Data excerpts
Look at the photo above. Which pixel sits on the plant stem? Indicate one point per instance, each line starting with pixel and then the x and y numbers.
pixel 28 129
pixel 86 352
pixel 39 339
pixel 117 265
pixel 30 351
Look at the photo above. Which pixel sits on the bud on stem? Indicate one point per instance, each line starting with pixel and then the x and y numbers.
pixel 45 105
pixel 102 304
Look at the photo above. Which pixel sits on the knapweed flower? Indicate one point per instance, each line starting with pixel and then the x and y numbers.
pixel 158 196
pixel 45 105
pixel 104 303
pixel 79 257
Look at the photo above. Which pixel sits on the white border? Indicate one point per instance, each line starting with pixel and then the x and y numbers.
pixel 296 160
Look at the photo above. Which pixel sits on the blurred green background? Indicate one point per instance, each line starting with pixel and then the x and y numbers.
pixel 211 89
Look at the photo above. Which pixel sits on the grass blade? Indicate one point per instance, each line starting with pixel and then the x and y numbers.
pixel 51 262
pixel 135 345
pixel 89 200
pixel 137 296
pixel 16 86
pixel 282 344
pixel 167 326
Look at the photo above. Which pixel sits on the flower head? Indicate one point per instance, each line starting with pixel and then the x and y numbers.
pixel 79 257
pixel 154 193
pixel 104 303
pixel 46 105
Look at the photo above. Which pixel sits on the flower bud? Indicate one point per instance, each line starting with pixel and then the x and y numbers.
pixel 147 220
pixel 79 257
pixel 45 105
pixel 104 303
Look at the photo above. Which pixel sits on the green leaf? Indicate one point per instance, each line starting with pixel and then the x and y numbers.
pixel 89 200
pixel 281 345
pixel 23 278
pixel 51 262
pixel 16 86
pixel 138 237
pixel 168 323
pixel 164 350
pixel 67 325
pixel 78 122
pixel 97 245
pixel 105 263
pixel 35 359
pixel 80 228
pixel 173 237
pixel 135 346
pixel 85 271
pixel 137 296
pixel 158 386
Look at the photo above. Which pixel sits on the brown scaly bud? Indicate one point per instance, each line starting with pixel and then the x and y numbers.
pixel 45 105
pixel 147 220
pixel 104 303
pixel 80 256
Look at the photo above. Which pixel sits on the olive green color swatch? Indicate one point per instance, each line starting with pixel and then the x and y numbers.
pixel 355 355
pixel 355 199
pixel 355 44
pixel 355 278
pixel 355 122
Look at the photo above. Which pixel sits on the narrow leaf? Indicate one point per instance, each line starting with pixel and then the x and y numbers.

__TASK INSTRUCTIONS__:
Using the exact wording, repeat all the entries.

__RESULT OF THIS TASK__:
Look at the photo above. Which pixel sits on the plant stem? Indicate one point per instance, each line starting with pixel and then the x and y numbers.
pixel 28 129
pixel 86 352
pixel 39 339
pixel 117 265
pixel 30 351
Look at the photo above. Which pixel sits on the bud on stem? Indicate one point per instance, each line starting with pixel and then the x and y numbers.
pixel 45 105
pixel 102 304
Look at the photo above. Which pixel sits on the knapweed flower? Indicate one point per instance, each line starting with pixel and then the x and y numbers.
pixel 158 196
pixel 45 105
pixel 104 303
pixel 79 257
Look at the photo above. Which pixel sits on the white border? Indicate one point per instance, each line starting with pixel and then the x and y numbers.
pixel 296 160
Look at the photo above. Which pixel sits on the blurred green background? Indicate one point per instance, each line starting with pixel and then the x and y numbers.
pixel 211 89
Look at the photo above. Which pixel sits on the grass blade? Indicate one point per instance, each line starting with pixel and then the x and y numbers.
pixel 51 262
pixel 135 345
pixel 89 200
pixel 137 296
pixel 16 86
pixel 282 344
pixel 167 326
Look at the photo above. Which pixel sits on the flower head? Indicate one point per instance, each line starting with pixel and then the x and y numbers.
pixel 79 257
pixel 154 193
pixel 104 303
pixel 46 105
Look at the photo above. Which pixel sits on the flower bud? Indicate one point per instance, each line starting with pixel and then the x and y numbers.
pixel 147 220
pixel 79 257
pixel 45 105
pixel 104 303
Look at the photo above. Which pixel sits on the green leaf? Indicate one point per instance, each line starting with pixel and then the x and y numbers.
pixel 89 200
pixel 281 345
pixel 23 278
pixel 51 262
pixel 16 86
pixel 138 237
pixel 168 323
pixel 164 350
pixel 67 325
pixel 78 122
pixel 97 245
pixel 105 263
pixel 35 359
pixel 80 228
pixel 173 237
pixel 135 346
pixel 85 271
pixel 137 296
pixel 158 386
Look at the photo above. Which pixel sits on the brown scaly bud? Indicate one point per instance, each line starting with pixel and then the x and y numbers.
pixel 45 105
pixel 147 220
pixel 104 303
pixel 80 256
Look at the photo above. Which pixel sits on the olive green color swatch? Indicate one point per instance, each line starting with pixel and then the x and y numbers.
pixel 355 355
pixel 355 199
pixel 355 44
pixel 355 278
pixel 355 122
Look at the photo above. Which pixel sits on the narrow leaf? Indicate one point per instance, each line starting with pixel and then the x and y numbers.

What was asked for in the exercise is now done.